* [SUPPLIED ENTRIES]:
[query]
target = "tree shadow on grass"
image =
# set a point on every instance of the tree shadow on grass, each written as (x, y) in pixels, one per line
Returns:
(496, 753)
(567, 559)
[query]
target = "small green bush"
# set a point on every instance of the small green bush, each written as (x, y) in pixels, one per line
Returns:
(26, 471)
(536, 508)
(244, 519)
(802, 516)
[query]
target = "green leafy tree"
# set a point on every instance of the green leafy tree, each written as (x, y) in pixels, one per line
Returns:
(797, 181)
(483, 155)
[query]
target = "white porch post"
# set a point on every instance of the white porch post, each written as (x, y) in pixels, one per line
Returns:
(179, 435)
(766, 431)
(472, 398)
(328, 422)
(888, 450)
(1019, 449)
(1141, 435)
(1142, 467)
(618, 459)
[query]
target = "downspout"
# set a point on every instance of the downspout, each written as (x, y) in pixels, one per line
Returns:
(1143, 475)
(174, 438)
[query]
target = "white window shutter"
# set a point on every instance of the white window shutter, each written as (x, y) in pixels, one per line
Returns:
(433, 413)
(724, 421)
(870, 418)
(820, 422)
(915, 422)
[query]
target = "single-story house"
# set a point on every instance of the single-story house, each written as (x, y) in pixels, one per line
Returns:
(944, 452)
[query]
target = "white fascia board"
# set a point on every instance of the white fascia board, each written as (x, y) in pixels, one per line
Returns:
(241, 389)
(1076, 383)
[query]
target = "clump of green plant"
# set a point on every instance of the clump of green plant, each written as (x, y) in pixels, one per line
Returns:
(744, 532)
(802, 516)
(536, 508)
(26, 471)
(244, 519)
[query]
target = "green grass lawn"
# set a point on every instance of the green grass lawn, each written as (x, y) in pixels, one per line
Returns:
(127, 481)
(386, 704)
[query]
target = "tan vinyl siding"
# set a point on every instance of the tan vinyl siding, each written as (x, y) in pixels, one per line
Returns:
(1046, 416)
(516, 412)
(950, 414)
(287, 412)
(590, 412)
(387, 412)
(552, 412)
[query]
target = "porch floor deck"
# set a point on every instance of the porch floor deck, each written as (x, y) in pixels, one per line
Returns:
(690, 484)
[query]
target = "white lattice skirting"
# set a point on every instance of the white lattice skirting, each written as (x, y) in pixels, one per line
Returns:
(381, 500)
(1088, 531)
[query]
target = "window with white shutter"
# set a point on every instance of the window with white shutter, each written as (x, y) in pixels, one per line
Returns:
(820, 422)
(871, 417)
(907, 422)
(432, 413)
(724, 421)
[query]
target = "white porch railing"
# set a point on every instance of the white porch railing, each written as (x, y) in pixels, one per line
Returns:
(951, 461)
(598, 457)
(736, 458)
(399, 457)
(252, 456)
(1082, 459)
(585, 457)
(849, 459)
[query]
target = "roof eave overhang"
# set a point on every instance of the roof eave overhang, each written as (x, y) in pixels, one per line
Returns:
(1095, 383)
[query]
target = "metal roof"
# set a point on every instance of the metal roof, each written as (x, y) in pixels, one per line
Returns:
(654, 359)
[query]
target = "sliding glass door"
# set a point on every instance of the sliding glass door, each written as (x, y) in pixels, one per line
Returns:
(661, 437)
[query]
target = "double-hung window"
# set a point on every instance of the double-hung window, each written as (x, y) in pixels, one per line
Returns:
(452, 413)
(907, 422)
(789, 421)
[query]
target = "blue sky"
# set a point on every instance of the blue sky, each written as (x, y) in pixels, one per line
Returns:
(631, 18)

* [AIM OF THE TASK]:
Every entry in the data should be returned exactly.

* [ANSWER BOX]:
[query]
target = "tree shadow on grass"
image =
# set a point on every instance of the tree shadow on grass, each written as (x, y) in pixels, one per line
Returns:
(496, 753)
(567, 559)
[query]
target = "small green bush"
# set a point on every instance of the small green bush, each written as (x, y) in pixels, one per line
Returns:
(26, 471)
(536, 508)
(244, 519)
(802, 516)
[query]
target = "green leafy tree"
# set a point on every instance of the green leafy tree, each written as (x, y) in pixels, one per line
Returns:
(797, 181)
(483, 155)
[query]
target = "white porch post"
# set a point on every instance of the white porch post, each written as (x, y) in pixels, one per line
Returns:
(179, 435)
(766, 431)
(472, 398)
(328, 422)
(888, 450)
(1019, 449)
(1141, 435)
(1142, 467)
(618, 459)
[query]
target = "downspout"
# set a point on every instance of the downspout, each written as (x, y) in pixels, one per line
Returns:
(1143, 475)
(174, 438)
[query]
target = "white window shutter"
# set a point on every instance of the white window shutter, each written as (x, y) in pixels, one per line
Returns:
(433, 413)
(724, 421)
(870, 418)
(820, 422)
(915, 422)
[query]
target = "single-story house"
# set a point on every instance of the single-story house, each written as (x, y) in pixels, one per line
Returns:
(944, 452)
[query]
target = "white fascia board"
# set a point on every instance of the white fascia board, each written as (x, y) in pixels, one per line
Returns:
(241, 389)
(1076, 383)
[query]
target = "clump of green plant"
# set a point on every instance of the clump of green plant, each written as (x, y) in pixels, one per line
Returns:
(744, 532)
(802, 516)
(536, 508)
(26, 471)
(244, 519)
[query]
target = "green grass lawn"
# set a point on every instance of the green grass lawn, each written as (x, y) in pixels, one per line
Returns:
(127, 481)
(386, 704)
[query]
target = "tan vinyl siding"
# set a point on every instance of the tan vinyl siding, each written as (x, y) in pixels, one per line
Returns:
(1046, 416)
(516, 412)
(950, 414)
(287, 412)
(590, 412)
(387, 412)
(552, 412)
[query]
target = "porch floor deck"
# set a point on every instance of the porch floor deck, each written as (x, y) in pixels, one per line
Returns:
(690, 484)
[query]
target = "white lattice skirting"
# set a point on every instance of the white lattice skirting, each written as (x, y) in pixels, one per line
Returns:
(381, 500)
(1088, 531)
[query]
target = "window with white shutter"
# set a point on every instance of the window with white shutter, each written as (x, y) in pixels, one per line
Returns:
(820, 422)
(871, 417)
(907, 422)
(432, 413)
(724, 421)
[query]
target = "white porch railing"
# set a point on every instance of the white porch railing, each written as (x, y) in pixels, one per line
Returns:
(951, 461)
(598, 457)
(736, 458)
(399, 457)
(252, 456)
(1082, 459)
(585, 457)
(849, 459)
[query]
target = "roof eave overhang"
# set a point on every instance of the roof eave overhang, each written as (x, y) in pixels, one per line
Returns:
(1095, 383)
[query]
target = "metal roof"
# set a point on every instance of the metal roof, each written as (x, y) in pixels, one per line
Returns:
(654, 359)
[query]
target = "sliding glass door"
# set a point on every instance of the sliding glass door, each written as (x, y) in pixels, one per line
Returns:
(661, 437)
[query]
target = "double-hung window"
# set a point on every instance of the double-hung window, each written as (x, y) in pixels, one per line
Returns:
(452, 413)
(907, 422)
(789, 421)
[query]
target = "blue sky"
# set a point on every instance of the blue sky, each written as (x, y) in pixels, one per line
Returns:
(631, 18)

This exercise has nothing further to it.